──────── EXTRACTED ENTRIES ────────

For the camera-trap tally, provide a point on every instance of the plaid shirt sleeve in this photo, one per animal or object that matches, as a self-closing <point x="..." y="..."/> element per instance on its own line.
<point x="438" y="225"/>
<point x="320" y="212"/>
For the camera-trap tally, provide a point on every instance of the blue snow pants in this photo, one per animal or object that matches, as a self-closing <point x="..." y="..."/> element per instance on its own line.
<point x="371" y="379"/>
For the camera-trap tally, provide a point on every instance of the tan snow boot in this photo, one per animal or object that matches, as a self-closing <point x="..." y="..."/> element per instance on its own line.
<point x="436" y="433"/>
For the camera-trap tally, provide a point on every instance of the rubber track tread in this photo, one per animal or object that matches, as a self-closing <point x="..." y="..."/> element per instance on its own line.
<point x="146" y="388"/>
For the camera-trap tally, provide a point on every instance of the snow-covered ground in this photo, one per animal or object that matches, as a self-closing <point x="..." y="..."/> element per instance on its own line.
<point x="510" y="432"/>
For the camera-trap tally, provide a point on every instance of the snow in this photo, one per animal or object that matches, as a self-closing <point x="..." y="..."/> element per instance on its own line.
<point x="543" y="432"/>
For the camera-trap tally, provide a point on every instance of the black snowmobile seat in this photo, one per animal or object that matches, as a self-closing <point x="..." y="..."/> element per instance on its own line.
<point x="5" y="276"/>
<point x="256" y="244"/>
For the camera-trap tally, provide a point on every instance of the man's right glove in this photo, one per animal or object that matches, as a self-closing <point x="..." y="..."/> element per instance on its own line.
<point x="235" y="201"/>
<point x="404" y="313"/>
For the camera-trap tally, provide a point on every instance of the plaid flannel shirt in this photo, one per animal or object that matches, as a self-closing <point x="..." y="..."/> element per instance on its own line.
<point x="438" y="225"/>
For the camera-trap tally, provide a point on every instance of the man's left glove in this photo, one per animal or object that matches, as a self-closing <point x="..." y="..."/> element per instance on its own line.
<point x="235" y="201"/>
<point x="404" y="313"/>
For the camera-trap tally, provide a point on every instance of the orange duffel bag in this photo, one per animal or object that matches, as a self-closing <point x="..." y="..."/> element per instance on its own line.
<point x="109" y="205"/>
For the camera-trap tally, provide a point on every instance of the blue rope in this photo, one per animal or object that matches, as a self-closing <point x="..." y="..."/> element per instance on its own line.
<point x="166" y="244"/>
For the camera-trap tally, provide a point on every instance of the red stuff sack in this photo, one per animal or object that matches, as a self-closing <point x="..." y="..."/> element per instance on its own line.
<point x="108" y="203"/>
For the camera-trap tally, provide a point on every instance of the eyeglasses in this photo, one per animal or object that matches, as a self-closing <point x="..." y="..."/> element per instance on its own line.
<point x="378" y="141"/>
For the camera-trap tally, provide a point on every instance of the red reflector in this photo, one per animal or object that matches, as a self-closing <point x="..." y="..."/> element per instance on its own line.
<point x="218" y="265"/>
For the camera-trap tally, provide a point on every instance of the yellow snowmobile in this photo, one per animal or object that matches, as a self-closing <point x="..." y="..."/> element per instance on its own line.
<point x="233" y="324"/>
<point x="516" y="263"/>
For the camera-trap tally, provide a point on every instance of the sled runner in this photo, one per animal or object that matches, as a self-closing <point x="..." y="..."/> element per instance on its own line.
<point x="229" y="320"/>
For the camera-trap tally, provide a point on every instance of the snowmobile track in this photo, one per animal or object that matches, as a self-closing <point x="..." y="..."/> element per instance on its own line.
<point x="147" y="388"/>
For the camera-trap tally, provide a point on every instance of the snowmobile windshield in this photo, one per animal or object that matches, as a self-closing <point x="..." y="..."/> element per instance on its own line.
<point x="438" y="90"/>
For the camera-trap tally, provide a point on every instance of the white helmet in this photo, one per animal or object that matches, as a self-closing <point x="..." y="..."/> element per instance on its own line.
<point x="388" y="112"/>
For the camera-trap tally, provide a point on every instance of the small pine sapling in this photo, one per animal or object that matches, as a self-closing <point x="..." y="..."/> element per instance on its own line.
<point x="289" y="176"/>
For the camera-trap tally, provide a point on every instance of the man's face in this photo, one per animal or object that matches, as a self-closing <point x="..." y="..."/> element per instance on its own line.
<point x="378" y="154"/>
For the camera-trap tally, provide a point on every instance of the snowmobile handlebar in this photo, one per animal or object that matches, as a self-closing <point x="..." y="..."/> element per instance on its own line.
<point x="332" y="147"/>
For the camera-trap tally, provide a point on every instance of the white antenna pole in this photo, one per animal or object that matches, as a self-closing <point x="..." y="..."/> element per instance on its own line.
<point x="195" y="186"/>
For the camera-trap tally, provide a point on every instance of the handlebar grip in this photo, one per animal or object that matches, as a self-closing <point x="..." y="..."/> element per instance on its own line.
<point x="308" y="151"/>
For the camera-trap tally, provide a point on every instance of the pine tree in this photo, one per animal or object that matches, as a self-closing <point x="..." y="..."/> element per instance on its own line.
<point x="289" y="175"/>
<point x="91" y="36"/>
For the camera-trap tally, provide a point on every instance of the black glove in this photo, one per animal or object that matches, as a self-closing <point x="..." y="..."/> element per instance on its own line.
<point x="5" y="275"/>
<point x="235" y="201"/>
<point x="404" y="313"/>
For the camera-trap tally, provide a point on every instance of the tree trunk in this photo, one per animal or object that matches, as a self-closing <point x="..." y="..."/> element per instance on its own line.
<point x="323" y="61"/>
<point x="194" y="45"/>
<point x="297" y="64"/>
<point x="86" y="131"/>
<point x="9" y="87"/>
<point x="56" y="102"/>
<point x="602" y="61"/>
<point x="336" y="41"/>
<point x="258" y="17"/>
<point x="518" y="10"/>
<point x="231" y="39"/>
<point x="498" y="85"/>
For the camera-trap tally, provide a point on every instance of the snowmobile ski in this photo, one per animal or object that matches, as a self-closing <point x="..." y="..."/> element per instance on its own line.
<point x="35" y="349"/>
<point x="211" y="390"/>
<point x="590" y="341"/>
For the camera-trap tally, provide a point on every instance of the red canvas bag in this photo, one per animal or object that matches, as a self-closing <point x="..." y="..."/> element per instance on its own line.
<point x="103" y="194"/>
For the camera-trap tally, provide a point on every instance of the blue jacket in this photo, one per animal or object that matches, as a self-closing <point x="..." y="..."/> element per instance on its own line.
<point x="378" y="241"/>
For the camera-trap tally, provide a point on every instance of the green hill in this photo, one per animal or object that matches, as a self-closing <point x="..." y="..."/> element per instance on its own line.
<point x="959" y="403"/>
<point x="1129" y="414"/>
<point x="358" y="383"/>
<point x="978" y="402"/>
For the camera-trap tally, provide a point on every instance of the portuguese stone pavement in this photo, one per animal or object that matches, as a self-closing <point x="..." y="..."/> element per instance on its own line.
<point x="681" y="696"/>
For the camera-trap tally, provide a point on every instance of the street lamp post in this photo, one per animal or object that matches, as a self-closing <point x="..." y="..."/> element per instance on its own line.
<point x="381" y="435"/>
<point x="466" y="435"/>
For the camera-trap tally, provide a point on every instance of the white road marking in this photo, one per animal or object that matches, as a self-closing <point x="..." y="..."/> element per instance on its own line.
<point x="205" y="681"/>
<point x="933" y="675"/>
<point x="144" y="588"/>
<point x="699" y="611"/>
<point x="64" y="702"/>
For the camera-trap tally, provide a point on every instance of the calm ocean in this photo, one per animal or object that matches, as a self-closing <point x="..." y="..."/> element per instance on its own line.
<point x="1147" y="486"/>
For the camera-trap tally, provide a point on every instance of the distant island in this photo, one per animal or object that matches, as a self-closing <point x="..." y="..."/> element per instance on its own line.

────────

Transcription of the listing must be exact and complete.

For the camera-trap tally, provide a point on every instance of the plaid shirt sleeve in this photo, one per animal or object that matches, as a self-closing <point x="..." y="..."/> element per instance on its own line.
<point x="438" y="225"/>
<point x="320" y="212"/>
For the camera-trap tally, provide a point on every instance of the blue snow pants in this photo, one per animal or object that matches, as a self-closing <point x="..." y="..."/> element per instance on its own line.
<point x="371" y="379"/>
For the camera-trap tally, provide a point on every instance of the tan snow boot in this photo, one per animal or object that matches, as a self-closing <point x="..." y="..."/> element per instance on its own line.
<point x="436" y="433"/>
For the camera-trap tally, provide a point on every instance of the rubber track tread in this photo, one per animal or object that matches, as a self-closing <point x="..." y="..."/> element per instance on its own line.
<point x="146" y="388"/>
For the camera-trap tally, provide a point on every instance of the snow-covered ground in this photo, one per animal or object that matches, as a self-closing <point x="..." y="..."/> element per instance on its own line.
<point x="510" y="432"/>
For the camera-trap tally, provide a point on every instance of the snow in this photo, one per animal or object that matches, as a self-closing <point x="..." y="..."/> element per instance on its own line.
<point x="543" y="432"/>
For the camera-trap tally, provide a point on every instance of the black snowmobile seat in this photo, one per animal or object that matches, as a self-closing <point x="..." y="..."/> element per instance on its own line.
<point x="5" y="276"/>
<point x="256" y="244"/>
For the camera-trap tally, provide a point on every instance of the man's right glove in this photo, one per animal or object that matches, as a self-closing <point x="..." y="..."/> element per instance on its own line.
<point x="235" y="201"/>
<point x="404" y="313"/>
For the camera-trap tally, provide a point on every instance of the plaid flannel shirt in this photo, one per animal or object that matches, as a self-closing <point x="..." y="..."/> element per instance on its own line.
<point x="438" y="225"/>
For the camera-trap tally, provide a point on every instance of the man's left glove in this photo, one per animal or object that matches, as a self-closing <point x="..." y="..."/> element per instance on its own line.
<point x="235" y="201"/>
<point x="404" y="313"/>
For the camera-trap tally, provide a point on every instance of the orange duffel bag in this photo, one per animal or object that matches, as a self-closing <point x="..." y="..."/> element per instance on its own line.
<point x="109" y="205"/>
For the camera-trap tally, provide a point on every instance of the blue rope in this photo, one per animal or object that matches, as a self-closing <point x="..." y="..."/> element per instance on its own line.
<point x="166" y="244"/>
For the camera-trap tally, provide a point on every instance of the red stuff sack in this photo, one per animal or object that matches, as a self-closing <point x="..." y="..."/> element per instance on its own line.
<point x="108" y="203"/>
For the camera-trap tally, provide a point on every instance of the eyeglasses in this photo, one per animal or object that matches, as a self-closing <point x="..." y="..."/> element per instance on its own line.
<point x="378" y="141"/>
For the camera-trap tally, provide a point on every instance of the red reflector in this photo, one per animal or object that matches, as a self-closing <point x="..." y="..."/> element per instance on its own line.
<point x="218" y="265"/>
For the camera-trap tally, provide a point on every instance of the yellow snowmobile in this photo, one per animal or object that matches, as a self-closing <point x="..." y="..."/> element per instance on its own line.
<point x="233" y="324"/>
<point x="516" y="263"/>
For the camera-trap tally, provide a point on every instance of the sled runner in this photo, one per animal or object that matches, as a self-closing <point x="..." y="..."/> element per instance on its own line.
<point x="229" y="320"/>
For the camera-trap tally, provide a point on every instance of the snowmobile track in this photo, one per animal or object that matches, as a self-closing <point x="..." y="..."/> element per instance on its own line.
<point x="147" y="388"/>
For the camera-trap tally, provide a point on every instance of the snowmobile windshield in this photo, one per animal or object that matches, as a self-closing <point x="..." y="..."/> element per instance on its own line.
<point x="438" y="90"/>
For the camera-trap tally, provide a point on every instance of the white helmet in this photo, one per animal or object that matches, as a self-closing <point x="..." y="..."/> element per instance on its own line.
<point x="388" y="112"/>
For the camera-trap tally, provide a point on every instance of the small pine sapling in this photo, one per animal or object that matches, as a self-closing <point x="..." y="..."/> element per instance on its own line.
<point x="289" y="176"/>
For the camera-trap tally, provide a point on every instance of the man's face in this photo, one per animal or object that matches, as a self-closing <point x="..." y="..."/> element per instance on its own line.
<point x="378" y="154"/>
For the camera-trap tally, provide a point on every instance of the snowmobile handlebar in this photo, one per animal or object that matches, as a self-closing <point x="..." y="..."/> element per instance on its own line.
<point x="332" y="147"/>
For the camera-trap tally, provide a point on every instance of the white antenna pole in this photo, one per animal or object that matches, as a self-closing <point x="..." y="..."/> element per instance on its own line.
<point x="195" y="186"/>
For the camera-trap tally, provide a point on every instance of the handlebar grip in this photo, one per animal or object that matches, as a self-closing <point x="..." y="..."/> element per instance on its own line.
<point x="308" y="151"/>
For the camera-trap tally, provide a point on every instance of the pine tree in this photo, one per animal or object that matches, as a self-closing <point x="..." y="..."/> element per instance on its own line.
<point x="289" y="175"/>
<point x="91" y="36"/>
For the camera-trap tally, provide a point on every instance of the black glove in this photo, one per animal or object that matches, as a self-closing <point x="..." y="..."/> element per instance on its own line.
<point x="5" y="275"/>
<point x="235" y="201"/>
<point x="404" y="313"/>
For the camera-trap tally, provide a point on every instance of the tree trunk in this photo, one per animal or object that matches, as a self-closing <point x="..." y="..."/> element per instance on its own line.
<point x="323" y="61"/>
<point x="194" y="45"/>
<point x="297" y="64"/>
<point x="86" y="131"/>
<point x="9" y="87"/>
<point x="56" y="102"/>
<point x="602" y="61"/>
<point x="336" y="41"/>
<point x="258" y="17"/>
<point x="518" y="10"/>
<point x="231" y="39"/>
<point x="498" y="85"/>
For the camera-trap tally, provide a point on every instance of the snowmobile ski in this photo, one per animal or object that matches, as a self-closing <point x="..." y="..."/> element per instance on its own line.
<point x="35" y="349"/>
<point x="211" y="390"/>
<point x="590" y="341"/>
For the camera-trap tally, provide a point on every instance of the red canvas bag in this photo, one per animal or object that matches, as a self-closing <point x="..." y="..."/> element per instance on its own line.
<point x="103" y="194"/>
For the camera-trap tally, provide a point on every instance of the blue jacket in this photo, one per animal or object that matches, as a self-closing <point x="..." y="..."/> element per instance on its own line.
<point x="378" y="241"/>
For the camera-trap tally, provide a point on every instance of the green hill in this photo, one per animal or object that matches, as a self-closing <point x="..." y="..."/> element per instance on its own line.
<point x="959" y="403"/>
<point x="1129" y="414"/>
<point x="358" y="383"/>
<point x="978" y="402"/>
For the camera-trap tally, provide a point on every instance of the portuguese stone pavement in this photo, one per animal or object that matches, as a self-closing <point x="..." y="..."/> element per instance on its own line.
<point x="681" y="696"/>
For the camera-trap tally, provide a point on every instance of the street lamp post in this photo, one per animal or object that matches, as a self-closing <point x="..." y="..."/> element per instance on its own line.
<point x="381" y="435"/>
<point x="466" y="435"/>
For the camera-trap tally, provide a point on every instance of the white road marking in this photo, one per animal or object that matches, as a self-closing <point x="..." y="..."/> element per instance on its own line.
<point x="205" y="681"/>
<point x="933" y="675"/>
<point x="144" y="588"/>
<point x="699" y="611"/>
<point x="64" y="702"/>
For the camera-trap tally, provide a point on every instance of the calm ocean in this photo, one per animal or object that matches, as a self-closing <point x="..." y="..."/> element per instance on its own line.
<point x="1147" y="486"/>
For the camera-trap tally, provide a point on every instance of the distant island in this photo, one per animal or object that matches, as a self-closing <point x="..." y="..."/> element per instance on its own line.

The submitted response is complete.